To do: Retype, word for word, the part of the chemical safety text starting at "Additional information" and ending at "thus > 100 mg/L.".

Reading passage:
——————————

Key value for chemical safety assessment

Additional information

1. Information on zirconium dioxide

The 96-h acute toxicity of zirconium dioxide to Brachydanio rerio was studied (Bazzon, 2000) under static conditions, according to OECD guideline 203. Fish were exposed to control and test chemical at a nominal concentration of 100 mg/L. Mortality/immobilization were monitored daily. No mortality was observed during the test, neither in the control group nor in the group exposed to the test item. The 96-h LC50 was thus > 100 mg/L.

2. Information on calcium oxide

For calcium oxide, data obtained from tests performed with calcium hydroxide were added to the dossier. The rationale behind this is that in the environment, CaO will result in Ca(OH)2 formation when in contact with water, according to the following (general) reaction:

CaO + H2O <--> Ca(OH)2

Two studies performed with Ca(OH)2 were added to the weight of evidence approach. The first study is a short-term toxicity study with the freshwater fish rainbow trout (Egeler et al., 2007a) which was executed according to OECD guideline 203. The biological findings (96-h LC50 = 50.6 mg Ca(OH)2/L) appeared to be closely related to the initial pH of the test solutions, which was > 10 at concentrations close to the LC50. The second study is a short-term toxicity study performed with the marine species Gasterosteus aculeatus (threespine stickleback) (Locke et al., 2009). Also in this study, a concentration-response relationship was established, yielding a 96-h LC50 of 457 mg Ca(OH)2/L. Here too, increased pH levels (> 10) were observed in test solutions where mortality occurred.

——————————

Dataset entries:
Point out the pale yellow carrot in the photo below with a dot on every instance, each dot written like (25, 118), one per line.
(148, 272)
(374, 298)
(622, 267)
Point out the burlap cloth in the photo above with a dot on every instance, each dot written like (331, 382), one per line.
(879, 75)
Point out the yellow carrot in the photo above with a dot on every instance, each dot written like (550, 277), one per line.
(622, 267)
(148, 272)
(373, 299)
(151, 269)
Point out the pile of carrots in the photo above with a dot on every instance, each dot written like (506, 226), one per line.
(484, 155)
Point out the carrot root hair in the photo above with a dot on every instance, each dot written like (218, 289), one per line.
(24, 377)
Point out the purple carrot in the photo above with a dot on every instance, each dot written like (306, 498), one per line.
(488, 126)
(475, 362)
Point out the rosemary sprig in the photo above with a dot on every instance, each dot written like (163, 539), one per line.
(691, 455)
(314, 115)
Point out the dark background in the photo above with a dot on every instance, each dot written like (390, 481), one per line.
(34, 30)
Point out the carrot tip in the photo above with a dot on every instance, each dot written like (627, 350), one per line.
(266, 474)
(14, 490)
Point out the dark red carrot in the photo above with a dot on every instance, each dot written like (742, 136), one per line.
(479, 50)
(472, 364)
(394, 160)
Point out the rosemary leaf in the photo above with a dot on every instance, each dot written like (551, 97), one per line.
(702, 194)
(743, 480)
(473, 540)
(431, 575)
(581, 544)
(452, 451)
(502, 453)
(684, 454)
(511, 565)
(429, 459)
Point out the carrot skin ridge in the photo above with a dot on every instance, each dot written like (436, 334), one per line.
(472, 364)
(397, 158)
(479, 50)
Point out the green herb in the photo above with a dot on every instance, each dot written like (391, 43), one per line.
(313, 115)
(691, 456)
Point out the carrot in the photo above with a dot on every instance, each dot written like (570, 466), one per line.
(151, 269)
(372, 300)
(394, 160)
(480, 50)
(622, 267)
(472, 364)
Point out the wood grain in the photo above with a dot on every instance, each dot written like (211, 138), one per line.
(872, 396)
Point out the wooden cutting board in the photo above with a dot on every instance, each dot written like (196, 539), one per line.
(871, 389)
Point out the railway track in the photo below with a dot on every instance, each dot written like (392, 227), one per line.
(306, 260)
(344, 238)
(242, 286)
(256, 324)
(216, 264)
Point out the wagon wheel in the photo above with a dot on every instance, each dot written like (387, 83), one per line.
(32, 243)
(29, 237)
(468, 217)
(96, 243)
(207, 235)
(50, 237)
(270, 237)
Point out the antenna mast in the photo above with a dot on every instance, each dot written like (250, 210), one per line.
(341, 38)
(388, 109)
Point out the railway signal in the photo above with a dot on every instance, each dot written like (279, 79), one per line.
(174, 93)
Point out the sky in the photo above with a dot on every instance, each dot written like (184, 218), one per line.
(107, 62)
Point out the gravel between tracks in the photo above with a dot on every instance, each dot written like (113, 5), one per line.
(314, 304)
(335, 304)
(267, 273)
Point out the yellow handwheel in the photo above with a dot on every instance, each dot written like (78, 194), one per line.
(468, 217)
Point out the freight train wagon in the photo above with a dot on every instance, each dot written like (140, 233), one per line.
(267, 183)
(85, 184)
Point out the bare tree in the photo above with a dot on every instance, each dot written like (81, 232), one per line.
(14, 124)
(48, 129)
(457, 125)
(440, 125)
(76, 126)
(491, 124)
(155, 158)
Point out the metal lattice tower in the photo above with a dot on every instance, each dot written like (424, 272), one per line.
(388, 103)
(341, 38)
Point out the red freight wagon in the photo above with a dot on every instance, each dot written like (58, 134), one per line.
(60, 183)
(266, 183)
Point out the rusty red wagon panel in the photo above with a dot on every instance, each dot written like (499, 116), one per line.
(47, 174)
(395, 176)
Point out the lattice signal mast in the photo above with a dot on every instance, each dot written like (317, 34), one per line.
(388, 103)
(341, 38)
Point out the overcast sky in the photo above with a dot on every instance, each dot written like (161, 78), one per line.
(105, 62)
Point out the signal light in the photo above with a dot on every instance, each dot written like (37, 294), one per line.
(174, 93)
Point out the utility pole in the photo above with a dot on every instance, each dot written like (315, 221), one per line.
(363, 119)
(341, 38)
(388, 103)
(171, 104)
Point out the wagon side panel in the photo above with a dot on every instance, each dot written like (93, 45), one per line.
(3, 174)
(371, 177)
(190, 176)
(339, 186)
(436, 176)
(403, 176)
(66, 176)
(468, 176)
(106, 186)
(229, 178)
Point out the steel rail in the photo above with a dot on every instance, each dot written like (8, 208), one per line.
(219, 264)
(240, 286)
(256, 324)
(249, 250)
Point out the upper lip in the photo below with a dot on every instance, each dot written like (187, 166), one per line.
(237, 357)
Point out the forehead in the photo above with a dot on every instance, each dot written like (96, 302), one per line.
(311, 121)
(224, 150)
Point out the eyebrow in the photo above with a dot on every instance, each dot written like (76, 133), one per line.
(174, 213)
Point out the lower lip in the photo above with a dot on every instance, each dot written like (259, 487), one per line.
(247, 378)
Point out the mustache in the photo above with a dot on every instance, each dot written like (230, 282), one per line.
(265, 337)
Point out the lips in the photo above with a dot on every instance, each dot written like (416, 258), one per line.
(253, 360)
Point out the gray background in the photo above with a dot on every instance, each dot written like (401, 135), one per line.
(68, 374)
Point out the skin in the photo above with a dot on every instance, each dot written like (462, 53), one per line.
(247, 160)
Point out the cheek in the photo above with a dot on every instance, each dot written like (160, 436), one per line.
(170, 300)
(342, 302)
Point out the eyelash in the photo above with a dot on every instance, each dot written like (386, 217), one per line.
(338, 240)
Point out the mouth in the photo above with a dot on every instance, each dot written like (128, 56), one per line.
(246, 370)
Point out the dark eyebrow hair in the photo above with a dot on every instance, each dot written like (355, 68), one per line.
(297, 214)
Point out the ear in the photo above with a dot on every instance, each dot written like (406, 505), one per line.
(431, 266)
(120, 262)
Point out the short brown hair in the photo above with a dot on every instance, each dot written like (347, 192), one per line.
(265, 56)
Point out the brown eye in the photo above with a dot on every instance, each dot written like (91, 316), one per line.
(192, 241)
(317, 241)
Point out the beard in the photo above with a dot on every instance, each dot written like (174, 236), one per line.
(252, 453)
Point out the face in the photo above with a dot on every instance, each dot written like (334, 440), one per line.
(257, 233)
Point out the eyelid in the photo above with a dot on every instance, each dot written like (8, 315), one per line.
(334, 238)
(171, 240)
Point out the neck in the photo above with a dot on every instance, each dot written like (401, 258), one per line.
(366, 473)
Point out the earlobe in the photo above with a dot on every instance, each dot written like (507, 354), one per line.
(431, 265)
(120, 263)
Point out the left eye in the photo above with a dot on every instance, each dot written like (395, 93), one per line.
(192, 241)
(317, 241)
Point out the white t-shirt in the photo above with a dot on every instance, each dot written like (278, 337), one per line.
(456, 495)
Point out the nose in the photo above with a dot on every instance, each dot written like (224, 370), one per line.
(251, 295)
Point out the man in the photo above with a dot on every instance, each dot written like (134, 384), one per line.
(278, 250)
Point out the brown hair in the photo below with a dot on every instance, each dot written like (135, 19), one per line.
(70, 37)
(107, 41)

——————————

Task response:
Additional information

1. Information on zirconium dioxide

The 96-h acute toxicity of zirconium dioxide to Brachydanio rerio was studied (Bazzon, 2000) under static conditions, according to OECD guideline 203. Fish were exposed to control and test chemical at a nominal concentration of 100 mg/L. Mortality/immobilization were monitored daily. No mortality was observed during the test, neither in the control group nor in the group exposed to the test item. The 96-h LC50 was thus > 100 mg/L.